**Required actions**.
- A) According to the passage on European aid to Tajikistan, since what year has ECHO been providing aid to the country?
- B) From the passage on European aid to Tajikistan, quote the portion that begins at the words "These funds are" and stops after the words "US$2.15 per day.".

The European Commission has approved a six million Euro humanitarian aid package to continue meeting the forgotten needs of vulnerable communities throughout Tajikistan, Irin-news reported.
The fund would be utilised in the three main areas' of health, drinking water and sanitation and food, said the EU's executive body in a statement. International agencies and NGOs operating in the country will implement projects funded with this package.
These funds are being allocated through DG Humanitarian Aid- ECHO, a service of the European Commission under the responsibility of Commissioner, Louis Michel. ECHO has been providing aid for Tajikistan since 1992, in which time it has allocated over 153m Euro.
Despite recent improvements in economic growth and stability over the past few years, Tajikistan continues to have humanitarian needs that remain largely forgotten by the international community. Tajikistan is the poorest of the Central Asian republics, with 64% of the population living on less than US$2.15 per day.
Since 2002, chronic malnutrition in children is 30% throughout the country without improvement, access to safe drinking water remains limited, access to health services is deteriorating in some areas and health indicators are the worst in the world. New threats such as malaria and HIV/AIDS are emerging.

**Given material**.
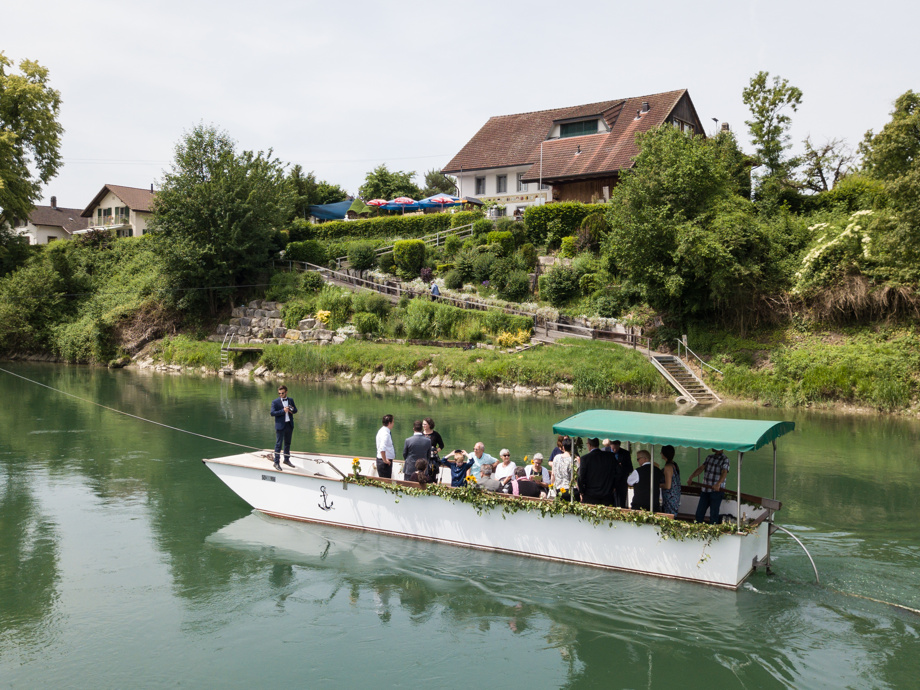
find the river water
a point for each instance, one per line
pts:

**Response list**.
- A) Since 1992.

- B)
These funds are being allocated through DG Humanitarian Aid- ECHO, a service of the European Commission under the responsibility of Commissioner, Louis Michel. ECHO has been providing aid for Tajikistan since 1992, in which time it has allocated over 153m Euro.
Despite recent improvements in economic growth and stability over the past few years, Tajikistan continues to have humanitarian needs that remain largely forgotten by the international community. Tajikistan is the poorest of the Central Asian republics, with 64% of the population living on less than US$2.15 per day.